**** EXCERPTED TEXT

Crow’s Nest: Stream Restoration Update
By Daniel Barringer, Preserve Manager.
We’ve completed the next step of the stream restoration at Crow’s Nest: adding shrubs along the stream side. Erin delivered a bunch of donated native shrubs: smooth alder, winterberry holly, red and black chokeberry (Aronia), and ninebark. Also, the red osier dogwoods we live-staked earlier are beginning to leaf out. The cover crop of cereal rye has germinated (as well as the cotyledons of mile-a-miunute—an invasive vine we don’t want but are not surprised to see in an area with so much soil disturbance).
Each shrub is mulched and flagged. Maintenance over the next few months will be critical as the growth explodes on this site and the flags will help us find the shrubs we planted so we can give them the care they will need—to be weeded around so that they aren’t smothered.

********

- ASSIGNED TASK A
In the stream restoration update, what cover crop has germinated along the stream?
- ASSIGNED TASK B
Keep writing the stream restoration update from the point where it ends.

**** RECORDS SUPPLIED

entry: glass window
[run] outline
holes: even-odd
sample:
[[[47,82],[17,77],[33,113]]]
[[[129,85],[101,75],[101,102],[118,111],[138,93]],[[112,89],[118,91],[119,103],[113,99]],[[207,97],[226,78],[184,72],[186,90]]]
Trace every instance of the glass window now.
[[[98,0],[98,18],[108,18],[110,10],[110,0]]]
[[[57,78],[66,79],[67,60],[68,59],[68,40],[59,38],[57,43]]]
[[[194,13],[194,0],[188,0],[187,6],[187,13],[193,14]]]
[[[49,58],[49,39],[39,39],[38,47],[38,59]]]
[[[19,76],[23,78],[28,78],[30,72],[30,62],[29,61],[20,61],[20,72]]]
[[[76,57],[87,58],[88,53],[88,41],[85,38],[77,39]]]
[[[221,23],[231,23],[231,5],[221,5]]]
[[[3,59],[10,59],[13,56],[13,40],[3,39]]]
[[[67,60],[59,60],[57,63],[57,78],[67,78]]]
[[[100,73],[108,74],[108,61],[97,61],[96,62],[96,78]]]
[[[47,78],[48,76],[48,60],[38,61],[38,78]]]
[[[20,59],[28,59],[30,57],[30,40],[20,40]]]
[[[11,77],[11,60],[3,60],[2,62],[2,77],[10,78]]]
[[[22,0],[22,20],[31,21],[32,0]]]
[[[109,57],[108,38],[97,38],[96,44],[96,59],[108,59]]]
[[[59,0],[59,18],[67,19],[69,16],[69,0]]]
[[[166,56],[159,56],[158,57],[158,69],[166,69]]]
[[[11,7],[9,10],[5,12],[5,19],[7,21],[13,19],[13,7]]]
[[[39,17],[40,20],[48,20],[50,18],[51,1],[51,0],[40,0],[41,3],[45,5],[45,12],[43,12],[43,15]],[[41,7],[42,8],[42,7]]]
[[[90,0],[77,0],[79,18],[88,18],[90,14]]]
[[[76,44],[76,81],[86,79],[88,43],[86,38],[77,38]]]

********

- EXPECTED OUTPUT A
A cover crop of cereal rye.

- EXPECTED OUTPUT B
I decided not to cage each shrub, only because our deer population is still low following the 2018 outbreak of epizootic hemorrhagic disease in deer. In the six weeks since the grading has been finished I haven’t seen any deer hoof prints in the mud (knock on wood).
Below, Alec plants a few more shrubs. We’ll update with more photos as this area greens up this spring! The next step will be to build a footbridge over the stream here so that we can open up the trail again. You currently can see this site for yourself from Piersol Road and from the trails as you return from the Chief’s Grove.